[[ Supplied data open ]]

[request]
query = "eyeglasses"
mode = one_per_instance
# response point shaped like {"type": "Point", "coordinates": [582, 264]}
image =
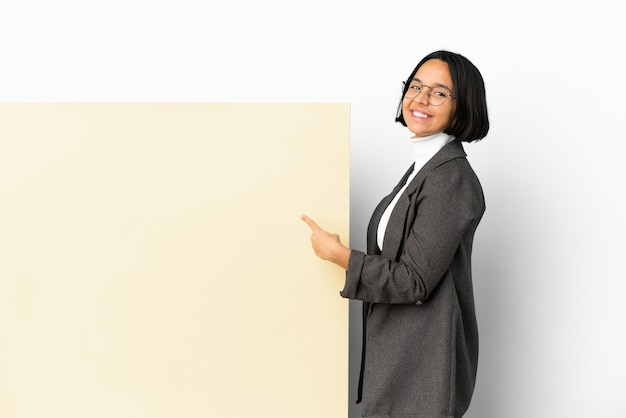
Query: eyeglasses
{"type": "Point", "coordinates": [437, 96]}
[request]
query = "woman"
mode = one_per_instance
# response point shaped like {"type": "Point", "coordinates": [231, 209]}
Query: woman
{"type": "Point", "coordinates": [420, 345]}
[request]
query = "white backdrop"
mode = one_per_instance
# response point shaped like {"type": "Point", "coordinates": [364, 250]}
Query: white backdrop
{"type": "Point", "coordinates": [549, 272]}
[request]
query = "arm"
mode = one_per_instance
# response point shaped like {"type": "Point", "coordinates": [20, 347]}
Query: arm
{"type": "Point", "coordinates": [446, 212]}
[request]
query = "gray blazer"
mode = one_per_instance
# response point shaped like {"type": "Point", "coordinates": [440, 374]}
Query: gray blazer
{"type": "Point", "coordinates": [420, 338]}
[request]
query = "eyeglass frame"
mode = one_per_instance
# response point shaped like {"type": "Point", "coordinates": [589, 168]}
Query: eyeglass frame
{"type": "Point", "coordinates": [406, 89]}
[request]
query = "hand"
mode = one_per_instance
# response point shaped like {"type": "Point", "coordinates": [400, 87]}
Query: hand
{"type": "Point", "coordinates": [327, 246]}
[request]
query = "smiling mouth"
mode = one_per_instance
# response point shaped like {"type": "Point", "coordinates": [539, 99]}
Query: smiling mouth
{"type": "Point", "coordinates": [419, 114]}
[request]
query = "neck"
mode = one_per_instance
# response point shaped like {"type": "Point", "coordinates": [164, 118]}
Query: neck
{"type": "Point", "coordinates": [426, 146]}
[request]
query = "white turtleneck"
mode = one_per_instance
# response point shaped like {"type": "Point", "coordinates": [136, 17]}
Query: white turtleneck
{"type": "Point", "coordinates": [423, 150]}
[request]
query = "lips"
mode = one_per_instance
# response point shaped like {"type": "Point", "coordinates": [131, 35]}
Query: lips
{"type": "Point", "coordinates": [420, 115]}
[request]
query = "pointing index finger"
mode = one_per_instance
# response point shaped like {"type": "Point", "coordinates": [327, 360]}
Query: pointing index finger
{"type": "Point", "coordinates": [310, 222]}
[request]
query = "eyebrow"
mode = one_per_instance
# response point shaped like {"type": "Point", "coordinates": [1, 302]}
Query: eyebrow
{"type": "Point", "coordinates": [433, 86]}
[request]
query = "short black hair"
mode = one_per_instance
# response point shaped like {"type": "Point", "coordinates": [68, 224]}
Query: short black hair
{"type": "Point", "coordinates": [470, 121]}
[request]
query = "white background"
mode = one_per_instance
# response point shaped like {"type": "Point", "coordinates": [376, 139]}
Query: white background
{"type": "Point", "coordinates": [549, 254]}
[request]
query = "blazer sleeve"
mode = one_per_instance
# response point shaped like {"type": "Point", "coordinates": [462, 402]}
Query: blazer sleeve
{"type": "Point", "coordinates": [447, 210]}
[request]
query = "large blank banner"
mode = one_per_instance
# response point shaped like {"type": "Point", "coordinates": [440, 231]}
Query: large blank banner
{"type": "Point", "coordinates": [153, 263]}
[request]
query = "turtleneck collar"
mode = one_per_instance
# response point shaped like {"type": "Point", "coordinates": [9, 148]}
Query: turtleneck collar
{"type": "Point", "coordinates": [424, 148]}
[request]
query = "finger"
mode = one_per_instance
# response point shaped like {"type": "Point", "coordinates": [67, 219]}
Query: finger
{"type": "Point", "coordinates": [310, 222]}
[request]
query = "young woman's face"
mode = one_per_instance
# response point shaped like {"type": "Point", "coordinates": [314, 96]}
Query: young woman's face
{"type": "Point", "coordinates": [421, 117]}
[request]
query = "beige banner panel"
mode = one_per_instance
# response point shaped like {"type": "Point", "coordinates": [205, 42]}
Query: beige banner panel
{"type": "Point", "coordinates": [153, 263]}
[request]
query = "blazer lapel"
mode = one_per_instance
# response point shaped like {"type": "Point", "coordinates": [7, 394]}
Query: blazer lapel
{"type": "Point", "coordinates": [401, 219]}
{"type": "Point", "coordinates": [372, 230]}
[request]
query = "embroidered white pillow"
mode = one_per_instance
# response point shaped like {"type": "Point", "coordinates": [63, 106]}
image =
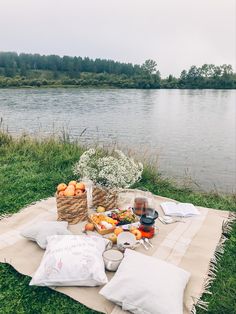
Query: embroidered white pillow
{"type": "Point", "coordinates": [40, 231]}
{"type": "Point", "coordinates": [72, 260]}
{"type": "Point", "coordinates": [147, 285]}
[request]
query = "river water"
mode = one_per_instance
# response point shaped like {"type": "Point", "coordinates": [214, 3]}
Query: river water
{"type": "Point", "coordinates": [191, 131]}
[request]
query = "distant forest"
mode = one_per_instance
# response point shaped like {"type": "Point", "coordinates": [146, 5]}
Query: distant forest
{"type": "Point", "coordinates": [34, 70]}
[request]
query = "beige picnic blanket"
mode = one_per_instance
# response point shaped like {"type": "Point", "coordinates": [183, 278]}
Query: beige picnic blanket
{"type": "Point", "coordinates": [190, 245]}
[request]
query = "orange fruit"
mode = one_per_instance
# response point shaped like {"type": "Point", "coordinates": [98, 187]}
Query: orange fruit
{"type": "Point", "coordinates": [137, 234]}
{"type": "Point", "coordinates": [118, 230]}
{"type": "Point", "coordinates": [69, 191]}
{"type": "Point", "coordinates": [78, 192]}
{"type": "Point", "coordinates": [132, 228]}
{"type": "Point", "coordinates": [61, 187]}
{"type": "Point", "coordinates": [80, 186]}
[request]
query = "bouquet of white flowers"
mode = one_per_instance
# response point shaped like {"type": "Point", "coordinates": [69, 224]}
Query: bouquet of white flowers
{"type": "Point", "coordinates": [114, 171]}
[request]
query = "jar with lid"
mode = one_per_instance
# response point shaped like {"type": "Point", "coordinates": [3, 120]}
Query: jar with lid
{"type": "Point", "coordinates": [140, 206]}
{"type": "Point", "coordinates": [147, 227]}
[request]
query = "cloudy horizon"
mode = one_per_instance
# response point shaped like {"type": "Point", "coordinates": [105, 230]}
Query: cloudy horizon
{"type": "Point", "coordinates": [175, 34]}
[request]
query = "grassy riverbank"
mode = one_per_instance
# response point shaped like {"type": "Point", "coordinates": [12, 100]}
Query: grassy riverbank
{"type": "Point", "coordinates": [29, 171]}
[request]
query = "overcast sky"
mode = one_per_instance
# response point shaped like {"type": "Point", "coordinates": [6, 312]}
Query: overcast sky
{"type": "Point", "coordinates": [175, 33]}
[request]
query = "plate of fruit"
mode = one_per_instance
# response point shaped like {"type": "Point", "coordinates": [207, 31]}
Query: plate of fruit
{"type": "Point", "coordinates": [103, 223]}
{"type": "Point", "coordinates": [122, 216]}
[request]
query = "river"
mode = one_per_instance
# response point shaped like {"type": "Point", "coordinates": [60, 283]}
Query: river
{"type": "Point", "coordinates": [191, 131]}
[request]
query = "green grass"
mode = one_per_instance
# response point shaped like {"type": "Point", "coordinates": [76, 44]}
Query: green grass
{"type": "Point", "coordinates": [29, 171]}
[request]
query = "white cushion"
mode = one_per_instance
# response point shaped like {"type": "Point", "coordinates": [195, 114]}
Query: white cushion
{"type": "Point", "coordinates": [72, 260]}
{"type": "Point", "coordinates": [40, 231]}
{"type": "Point", "coordinates": [147, 285]}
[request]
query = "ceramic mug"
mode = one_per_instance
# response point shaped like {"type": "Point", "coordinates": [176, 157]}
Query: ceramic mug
{"type": "Point", "coordinates": [126, 240]}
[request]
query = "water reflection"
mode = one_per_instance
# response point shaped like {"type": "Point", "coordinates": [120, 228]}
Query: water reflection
{"type": "Point", "coordinates": [193, 130]}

[[ Supplied data closed ]]

— What the exercise asks —
Retype each line above exactly and leave out any picture.

— Exercise response —
[request]
query = "eyeglasses"
mode = one_per_instance
# response point shaped like {"type": "Point", "coordinates": [582, 264]}
image =
Query: eyeglasses
{"type": "Point", "coordinates": [437, 96]}
[request]
query = "woman"
mode = one_per_instance
# response point shaped like {"type": "Point", "coordinates": [231, 209]}
Query: woman
{"type": "Point", "coordinates": [420, 345]}
[request]
query = "white backdrop"
mode = one_per_instance
# response point shaped like {"type": "Point", "coordinates": [364, 250]}
Query: white backdrop
{"type": "Point", "coordinates": [549, 272]}
[request]
query = "arm"
mode = one_per_instance
# response point shaped like {"type": "Point", "coordinates": [20, 347]}
Query: arm
{"type": "Point", "coordinates": [446, 212]}
[request]
query = "gray blazer"
mode = one_per_instance
# response point shaped like {"type": "Point", "coordinates": [440, 374]}
Query: gray blazer
{"type": "Point", "coordinates": [420, 338]}
[request]
query = "eyeglass frame"
mode = one_per_instance
# response point shaped like {"type": "Point", "coordinates": [589, 168]}
Query: eyeglass frame
{"type": "Point", "coordinates": [406, 89]}
[request]
query = "hand"
mode = one_per_instance
# response point shaped like {"type": "Point", "coordinates": [400, 87]}
Query: hand
{"type": "Point", "coordinates": [327, 246]}
[request]
query = "smiling mouth"
mode = one_per_instance
# response point shaped like {"type": "Point", "coordinates": [539, 99]}
Query: smiling mouth
{"type": "Point", "coordinates": [419, 114]}
[request]
query = "neck"
mode = one_per_instance
# response point shaped like {"type": "Point", "coordinates": [164, 118]}
Query: neck
{"type": "Point", "coordinates": [426, 146]}
[request]
query = "white turtleneck"
mode = one_per_instance
# response point shaped like {"type": "Point", "coordinates": [136, 17]}
Query: white turtleneck
{"type": "Point", "coordinates": [423, 150]}
[request]
query = "lips"
mode = one_per_instance
# response point shaped like {"type": "Point", "coordinates": [131, 35]}
Query: lips
{"type": "Point", "coordinates": [420, 115]}
[request]
query = "pointing index finger"
mode = one_per_instance
# response point shaped like {"type": "Point", "coordinates": [327, 360]}
Query: pointing index finger
{"type": "Point", "coordinates": [310, 222]}
[request]
query = "eyebrow"
mode = one_per_instance
# response point shaped like {"type": "Point", "coordinates": [1, 302]}
Query: eyebrow
{"type": "Point", "coordinates": [433, 86]}
[request]
query = "short black hair"
mode = one_per_instance
# response point shaped like {"type": "Point", "coordinates": [68, 224]}
Query: short black hair
{"type": "Point", "coordinates": [470, 121]}
[request]
query = "white background"
mode = one_per_instance
# response point shaped like {"type": "Point", "coordinates": [376, 139]}
Query: white background
{"type": "Point", "coordinates": [549, 254]}
[request]
query = "blazer sleeve"
mode = one_per_instance
# response point shaped like {"type": "Point", "coordinates": [462, 402]}
Query: blazer sleeve
{"type": "Point", "coordinates": [447, 210]}
[request]
query = "large blank banner"
mode = one_per_instance
# response point shaped like {"type": "Point", "coordinates": [440, 231]}
Query: large blank banner
{"type": "Point", "coordinates": [153, 263]}
[request]
query = "turtleneck collar"
mode = one_per_instance
# response point shaped like {"type": "Point", "coordinates": [9, 148]}
Query: turtleneck collar
{"type": "Point", "coordinates": [424, 148]}
[request]
query = "finger"
mode = one_per_instance
# response point shaped like {"type": "Point", "coordinates": [67, 219]}
Query: finger
{"type": "Point", "coordinates": [310, 222]}
[request]
query = "young woman's face"
mode = one_per_instance
# response point shaped like {"type": "Point", "coordinates": [314, 96]}
Query: young woman's face
{"type": "Point", "coordinates": [421, 117]}
[request]
query = "beige banner panel"
mode = one_per_instance
# response point shaped like {"type": "Point", "coordinates": [205, 42]}
Query: beige banner panel
{"type": "Point", "coordinates": [153, 263]}
[request]
query = "blazer lapel"
mode = one_per_instance
# response point shaped like {"type": "Point", "coordinates": [7, 394]}
Query: blazer lapel
{"type": "Point", "coordinates": [401, 219]}
{"type": "Point", "coordinates": [372, 230]}
[request]
query = "embroidered white pillow"
mode = one_per_instance
# response point shaped like {"type": "Point", "coordinates": [63, 106]}
image =
Query: embroidered white pillow
{"type": "Point", "coordinates": [40, 231]}
{"type": "Point", "coordinates": [72, 260]}
{"type": "Point", "coordinates": [147, 285]}
[request]
query = "river water"
mode = one_per_instance
# response point shaped like {"type": "Point", "coordinates": [214, 3]}
Query: river water
{"type": "Point", "coordinates": [191, 131]}
[request]
query = "distant forest"
mode = one_per_instance
# response point shaped like {"type": "Point", "coordinates": [146, 5]}
Query: distant forest
{"type": "Point", "coordinates": [34, 70]}
[request]
query = "beige picnic blanket"
mode = one_per_instance
# response point shaped like {"type": "Point", "coordinates": [183, 278]}
Query: beige picnic blanket
{"type": "Point", "coordinates": [190, 245]}
[request]
query = "orange fruit"
mode = one_per_instance
# response point shaped like {"type": "Point", "coordinates": [98, 187]}
Query: orange fruit
{"type": "Point", "coordinates": [137, 234]}
{"type": "Point", "coordinates": [118, 230]}
{"type": "Point", "coordinates": [69, 191]}
{"type": "Point", "coordinates": [78, 192]}
{"type": "Point", "coordinates": [132, 228]}
{"type": "Point", "coordinates": [61, 187]}
{"type": "Point", "coordinates": [80, 186]}
[request]
query = "bouquet of white flowers"
mode = one_per_instance
# response point shaped like {"type": "Point", "coordinates": [69, 224]}
Query: bouquet of white flowers
{"type": "Point", "coordinates": [114, 171]}
[request]
query = "jar with lid"
mode = one_per_instance
# response point shaped like {"type": "Point", "coordinates": [3, 120]}
Query: jar with lid
{"type": "Point", "coordinates": [140, 206]}
{"type": "Point", "coordinates": [147, 227]}
[request]
query = "cloudy horizon"
mode = one_per_instance
# response point shaped like {"type": "Point", "coordinates": [105, 230]}
Query: cloudy horizon
{"type": "Point", "coordinates": [175, 34]}
[request]
query = "grassy riverbank"
mode = one_per_instance
# response point shaped like {"type": "Point", "coordinates": [12, 100]}
Query: grassy riverbank
{"type": "Point", "coordinates": [29, 171]}
[request]
query = "overcast sky"
mode = one_per_instance
# response point shaped like {"type": "Point", "coordinates": [6, 312]}
Query: overcast sky
{"type": "Point", "coordinates": [175, 33]}
[request]
query = "plate of fruit"
mode = one_per_instance
# response point shaped like {"type": "Point", "coordinates": [207, 31]}
Query: plate of fruit
{"type": "Point", "coordinates": [103, 223]}
{"type": "Point", "coordinates": [122, 216]}
[request]
query = "river"
mode = one_per_instance
# response point shaped like {"type": "Point", "coordinates": [60, 283]}
Query: river
{"type": "Point", "coordinates": [191, 131]}
[request]
query = "green grass"
mode = one_per_instance
# response point shaped like {"type": "Point", "coordinates": [76, 44]}
Query: green grass
{"type": "Point", "coordinates": [29, 171]}
[request]
query = "white cushion"
mode = one_per_instance
# response point shaped like {"type": "Point", "coordinates": [195, 114]}
Query: white cushion
{"type": "Point", "coordinates": [72, 260]}
{"type": "Point", "coordinates": [40, 231]}
{"type": "Point", "coordinates": [147, 285]}
[request]
query = "ceramic mug"
mode = one_per_instance
# response point shaped like {"type": "Point", "coordinates": [176, 157]}
Query: ceramic mug
{"type": "Point", "coordinates": [126, 240]}
[request]
query = "water reflection"
mode = one_per_instance
# response point shaped like {"type": "Point", "coordinates": [120, 228]}
Query: water reflection
{"type": "Point", "coordinates": [193, 130]}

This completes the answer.